What you have to do: List every decorator type named in the table of invocation flows on the architecture page below.

Source text:
<<<<

Skip to content

Architecture

1. Top-Level Structure

azure-functions-db is composed of three top-level modules:

  1. core
  2. DbConfig
  3. EngineProvider
  4. shared types
  5. shared errors
  6. serializers
  7. trigger
  8. polling orchestrator, source adapter, state management, Azure Functions integration
  9. consumes core to handle pseudo trigger execution
  10. binding
    • DbReader (input binding)
    • DbWriter (output binding)
    • per-invocation session/connection lifecycle management
  11. decorator
    • DbBindings class providing Azure Functions-style decorators
    • trigger wraps PollTrigger, input injects query results, output injects DbOut for explicit writes
    • inject_reader / inject_writer provide imperative DbReader / DbWriter injection
    • consumes both trigger and binding modules

1.1 Core Layer

Owns shared DB configuration, engine, types, errors, and serialization responsibilities.

  • DbConfig: shared configuration representation including DB URL, schema, table, etc.
  • EngineProvider: lazy singleton engine/pool management keyed by config
  • shared types: Row, RowDict, common payload types
  • shared errors: base exceptions inherited by both trigger and binding layers
  • serializers: DB value normalization and row dict conversion

1.2 Trigger Layer

The existing trigger-related layers are preserved; DB connectivity, types, errors, and serialization use core.

1.3 Binding Layer

The binding layer provides an imperative API called directly from Azure Functions function bodies.

  • DbReader: single-row lookup by PK, raw SQL queries
  • DbWriter: insert/upsert/update/delete and batch writes
  • per-invocation session management: sessions are opened and closed per function invocation by default

1.4 Dependency Rules

  • trigger -> core dependency only
  • binding -> core dependency only
  • decorator -> trigger, binding, core (thin orchestration layer)
  • Cross-import between trigger and binding is forbidden

1.5 Request Flow and Runtime Relationship

azure-functions-db decorators integrate at two lifecycle points within the Azure Functions runtime:

  1. Import time — decorators validate configuration. output also creates a module-scoped DbOut instance.
  2. Per invocation — the decorator wrapper performs DB I/O around the handler call. The exact behavior differs by decorator type.

The four decorator types have distinct invocation flows:

Decorator Pre-handler Handler receives Post-handler
input Creates DbReader, reads data, closes reader Query result (data)
output DbOut (module-scoped) DbWriter created only when handler calls .set()
inject_reader Creates DbReader DbReader instance Closes reader
inject_writer Creates DbWriter DbWriter instance Closes writer

Binding Flow (input / inject_reader / inject_writer)

sequenceDiagram
    participant Client as HTTP Client
    participant Host as Azure Functions Host
    participant Worker as Python Worker
    participant Dec as Decorator Wrapper
    participant DB as DbReader / DbWriter
    participant Handler as Function Handler

    rect rgb(240, 248, 255)
    note over Worker,Dec: Import Time (startup)
    Worker->>Worker: import function modules
    Worker->>Dec: @db.input() / @db.inject_reader() / @db.inject_writer() validates config
    end

    rect rgb(255, 248, 240)

>>>>

Data lines:
<<<<

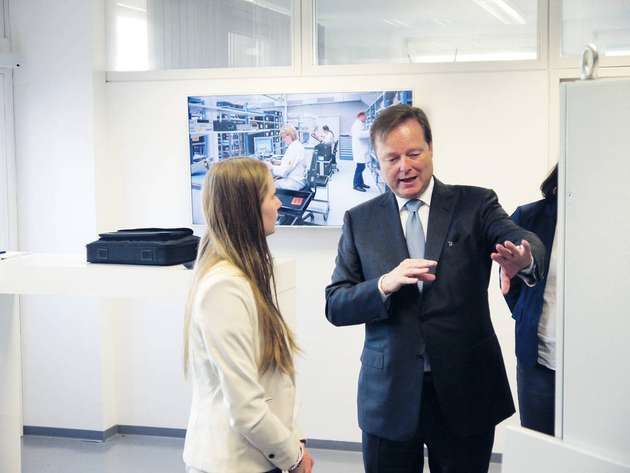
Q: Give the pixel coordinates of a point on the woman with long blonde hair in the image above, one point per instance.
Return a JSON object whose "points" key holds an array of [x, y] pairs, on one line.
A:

>>>>

Exercise answer: input, output, inject_reader, inject_writer